- [Document excerpt]
----------

Friday, December 26

The fizzy and the still

Leaving Birmingham for good was harder than I expected. The city did not offer much apart from the University, visits to Walmart and the Indian food store. Life in the apartment with my roommates was not extraordinary. And yet, I had a hard time fighting back tears as I made my way to the airport.

2008 was a year of travel for me. I was in India in January, the U.S in February, Cambodia in May, India in October and the U.S in December. I've sat waiting for flights at a mind-numbing list of airports in that time; Bombay, Zurich, Hong Kong, Phnom Penh, Washington, Los Angeles, Chicago, Phoenix, Houston, Cincinnati, Raleigh, New York and Birmingham. Simply reading back on what I've typed just now makes me tired thinking about all that flying and transit time. It's not glamorous in the least, let me assure you.

Stating the obvious here, I like routine. It takes time and a lot of emotional investment to settle somewhere, make friends, get some sort of purpose and order to existence... have some reason to get up in the morning, let's say. And of course, having said this, I have no answer to why I've moved around so much. While each place I've stayed in brought it's share of stress, it took me the length of that ride from my house to the airport yesterday to realize that this is the palette of life - annoying people that I cannot help but like, infuriating experiences that have taught me to take things as they come, solitary times bringing insights that were just waiting for me to think and listen.

In many respects, the guy who arrived in Birmingham at 6:30pm on 19th August 2006 is not the same person who left the city at 9:05 am on 24th December 2008. It is no small measure of comfort to admit that he left Birmingham, a better person. To admit that it was coming to Birmingham, living, fighting and laughing with people, that is the catalyst for change.

I'm not quite sure what is in store for me now. I have stepped out of one room, one life and opened the door to another, no longer at the threshold.

Growing up, thankfully, is ignorant of birthdays.

----------

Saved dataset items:
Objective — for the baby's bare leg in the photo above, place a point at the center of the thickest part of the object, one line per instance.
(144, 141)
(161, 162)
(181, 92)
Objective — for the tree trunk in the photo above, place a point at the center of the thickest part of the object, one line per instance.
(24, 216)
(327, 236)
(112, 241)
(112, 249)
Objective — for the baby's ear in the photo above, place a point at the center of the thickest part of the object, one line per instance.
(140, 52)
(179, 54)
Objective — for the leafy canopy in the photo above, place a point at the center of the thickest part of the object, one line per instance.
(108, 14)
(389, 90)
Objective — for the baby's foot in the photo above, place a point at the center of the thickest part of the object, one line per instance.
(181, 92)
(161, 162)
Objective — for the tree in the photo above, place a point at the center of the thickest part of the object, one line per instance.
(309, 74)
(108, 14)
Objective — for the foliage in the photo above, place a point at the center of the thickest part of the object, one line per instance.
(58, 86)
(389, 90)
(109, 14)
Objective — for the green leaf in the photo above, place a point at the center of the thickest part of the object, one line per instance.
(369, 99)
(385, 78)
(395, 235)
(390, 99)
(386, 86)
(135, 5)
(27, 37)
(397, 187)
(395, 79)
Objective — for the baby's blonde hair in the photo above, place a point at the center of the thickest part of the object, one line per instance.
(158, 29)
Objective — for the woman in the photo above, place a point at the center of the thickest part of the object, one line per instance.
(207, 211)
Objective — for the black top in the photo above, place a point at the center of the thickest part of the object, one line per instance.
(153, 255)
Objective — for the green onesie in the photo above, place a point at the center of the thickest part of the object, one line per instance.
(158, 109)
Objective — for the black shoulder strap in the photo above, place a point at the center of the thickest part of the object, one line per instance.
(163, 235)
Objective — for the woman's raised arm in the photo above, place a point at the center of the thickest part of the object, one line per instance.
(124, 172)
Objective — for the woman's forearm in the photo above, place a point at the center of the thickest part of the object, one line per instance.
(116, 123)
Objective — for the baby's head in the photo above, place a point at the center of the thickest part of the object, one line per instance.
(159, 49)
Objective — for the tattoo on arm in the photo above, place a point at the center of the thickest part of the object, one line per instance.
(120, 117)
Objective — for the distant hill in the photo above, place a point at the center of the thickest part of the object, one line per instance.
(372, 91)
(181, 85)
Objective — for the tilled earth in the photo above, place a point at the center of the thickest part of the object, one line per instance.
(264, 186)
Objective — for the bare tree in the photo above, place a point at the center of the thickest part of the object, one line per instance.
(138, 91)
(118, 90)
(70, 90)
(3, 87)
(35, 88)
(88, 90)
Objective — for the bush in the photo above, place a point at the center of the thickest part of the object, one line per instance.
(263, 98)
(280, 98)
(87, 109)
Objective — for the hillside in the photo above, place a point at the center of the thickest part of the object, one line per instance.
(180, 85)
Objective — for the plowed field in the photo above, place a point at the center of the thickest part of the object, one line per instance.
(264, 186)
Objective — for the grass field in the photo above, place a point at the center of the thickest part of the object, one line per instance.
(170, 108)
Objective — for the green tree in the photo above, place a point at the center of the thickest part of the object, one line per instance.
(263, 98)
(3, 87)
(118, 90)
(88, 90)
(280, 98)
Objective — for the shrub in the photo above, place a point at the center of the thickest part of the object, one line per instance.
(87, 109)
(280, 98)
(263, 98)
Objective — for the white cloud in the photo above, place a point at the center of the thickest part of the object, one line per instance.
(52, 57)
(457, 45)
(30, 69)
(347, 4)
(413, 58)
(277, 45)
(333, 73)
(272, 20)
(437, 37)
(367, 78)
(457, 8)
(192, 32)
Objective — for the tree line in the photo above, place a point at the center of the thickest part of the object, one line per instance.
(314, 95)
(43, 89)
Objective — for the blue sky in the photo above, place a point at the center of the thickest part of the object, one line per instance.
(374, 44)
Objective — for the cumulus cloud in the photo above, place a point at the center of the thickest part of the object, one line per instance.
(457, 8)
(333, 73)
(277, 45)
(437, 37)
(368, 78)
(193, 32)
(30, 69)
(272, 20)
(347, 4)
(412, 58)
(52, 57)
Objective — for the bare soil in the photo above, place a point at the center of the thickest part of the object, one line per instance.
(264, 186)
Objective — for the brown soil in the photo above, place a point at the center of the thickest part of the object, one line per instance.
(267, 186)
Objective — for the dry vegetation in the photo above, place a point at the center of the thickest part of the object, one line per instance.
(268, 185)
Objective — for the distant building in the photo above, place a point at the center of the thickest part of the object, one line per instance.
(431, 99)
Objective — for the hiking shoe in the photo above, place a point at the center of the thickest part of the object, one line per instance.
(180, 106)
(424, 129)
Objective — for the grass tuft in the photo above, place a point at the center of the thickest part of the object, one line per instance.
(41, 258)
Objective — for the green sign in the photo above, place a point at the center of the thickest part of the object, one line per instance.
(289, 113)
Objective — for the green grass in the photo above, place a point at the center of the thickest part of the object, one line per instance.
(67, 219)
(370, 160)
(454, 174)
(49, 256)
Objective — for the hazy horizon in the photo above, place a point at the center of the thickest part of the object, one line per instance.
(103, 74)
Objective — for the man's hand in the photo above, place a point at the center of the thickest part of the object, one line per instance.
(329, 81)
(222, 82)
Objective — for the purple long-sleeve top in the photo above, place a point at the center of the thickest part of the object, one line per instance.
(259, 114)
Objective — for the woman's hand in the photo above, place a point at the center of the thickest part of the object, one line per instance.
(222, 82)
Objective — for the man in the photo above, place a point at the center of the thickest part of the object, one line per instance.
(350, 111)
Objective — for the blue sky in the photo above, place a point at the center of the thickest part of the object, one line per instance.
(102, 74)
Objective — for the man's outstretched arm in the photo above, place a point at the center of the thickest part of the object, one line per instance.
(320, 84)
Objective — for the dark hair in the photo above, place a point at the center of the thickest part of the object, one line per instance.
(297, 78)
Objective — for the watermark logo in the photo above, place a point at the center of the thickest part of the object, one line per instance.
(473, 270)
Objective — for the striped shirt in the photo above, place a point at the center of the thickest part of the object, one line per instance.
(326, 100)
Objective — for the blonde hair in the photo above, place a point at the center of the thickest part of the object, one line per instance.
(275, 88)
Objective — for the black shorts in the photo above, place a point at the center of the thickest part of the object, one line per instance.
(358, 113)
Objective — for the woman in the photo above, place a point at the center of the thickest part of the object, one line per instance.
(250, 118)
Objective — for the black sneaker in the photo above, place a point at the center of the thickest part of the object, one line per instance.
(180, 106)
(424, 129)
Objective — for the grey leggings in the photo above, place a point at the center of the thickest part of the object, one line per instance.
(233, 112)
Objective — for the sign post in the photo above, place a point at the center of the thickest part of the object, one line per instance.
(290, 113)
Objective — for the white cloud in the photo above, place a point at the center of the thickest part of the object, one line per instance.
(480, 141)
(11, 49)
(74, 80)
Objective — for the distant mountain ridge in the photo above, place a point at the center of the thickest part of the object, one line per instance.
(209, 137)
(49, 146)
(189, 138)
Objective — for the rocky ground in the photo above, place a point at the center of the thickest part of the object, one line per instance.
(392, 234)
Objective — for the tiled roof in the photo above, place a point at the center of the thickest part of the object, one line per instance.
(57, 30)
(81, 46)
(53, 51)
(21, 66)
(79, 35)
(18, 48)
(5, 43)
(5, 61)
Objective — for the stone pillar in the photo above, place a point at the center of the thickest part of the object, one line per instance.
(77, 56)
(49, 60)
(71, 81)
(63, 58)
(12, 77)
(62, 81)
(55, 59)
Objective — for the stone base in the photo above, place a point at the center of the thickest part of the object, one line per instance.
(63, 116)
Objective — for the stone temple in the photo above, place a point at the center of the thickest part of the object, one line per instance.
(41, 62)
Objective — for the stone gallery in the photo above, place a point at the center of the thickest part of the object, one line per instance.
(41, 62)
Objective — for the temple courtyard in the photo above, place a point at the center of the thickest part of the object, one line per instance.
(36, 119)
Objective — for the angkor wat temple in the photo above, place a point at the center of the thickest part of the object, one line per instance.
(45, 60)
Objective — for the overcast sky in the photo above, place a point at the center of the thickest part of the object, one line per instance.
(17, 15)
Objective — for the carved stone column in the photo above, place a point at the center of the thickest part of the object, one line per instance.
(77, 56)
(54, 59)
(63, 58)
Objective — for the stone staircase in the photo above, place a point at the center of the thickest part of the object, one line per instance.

----------

- [Objectives]
1. Count the lines in the rows above that contain the string "field", and give only the number.
2. Go on writing the post about leaving Birmingham, starting after its final line.

- [Expected responses]
1. 2

2.
Song for the moment: Beyond the Horizon - Bob Dylan


Wednesday, December 17

Don't hold your breath

Applying and interviewing for a job is hard enough in this day and age of recession, cutbacks and pink slips. Having received an offer letter, I suppose I should have thanked my guardian angel, quietly accepted the terms and got a move on. Heaven knows the geezers made me sweat for an inordinately long time after saying the magical words "We'll let you know".

But no. I chose to figuratively clear my throat at what I thought was an unethical stunt on their part. This latest exchange of pleasantries, by phone last Friday morning IST ended with "I'll let you know by email as soon as possible... by the end of the day, if I can".

The long and short of it ?

Copyright: Bill Watterson

P.S: Substitute beanie with word consistent with the scheme of above post.

Song for the moment: Simple man - Lynyrd Skynyrd

Saturday, December 13

Brand new day

Graduation day has dawned & after 2 days of grey skies and relentless rain, today is bright and sunny with the diamond-clear skies seemingly kicking off the celebrations. In this atmosphere, there is a powerful urge to write something charged, something inspirational and soul-stirring. Not that this is a portent or anything...

Today's early morning hustle and bustle brings back memories of childhood and visiting faraway places in South India for weddings and other celebrations. As children, we had very little say in which social occasion we were gracing. Then again, being children, we did not really care as being woken up early was equated with being considered an adult and the resultant puff of pride had us strutting around a little more dandily. I seem to recall my only concern was running around huge halls & labyrinths of rooms with my cousins, playing chaotic games. We had competition from the ladies of the house who would also be moving around, balancing trays of food, filter coffee, utensils or flowers and woe betide the poor unfortunate who obstructed them.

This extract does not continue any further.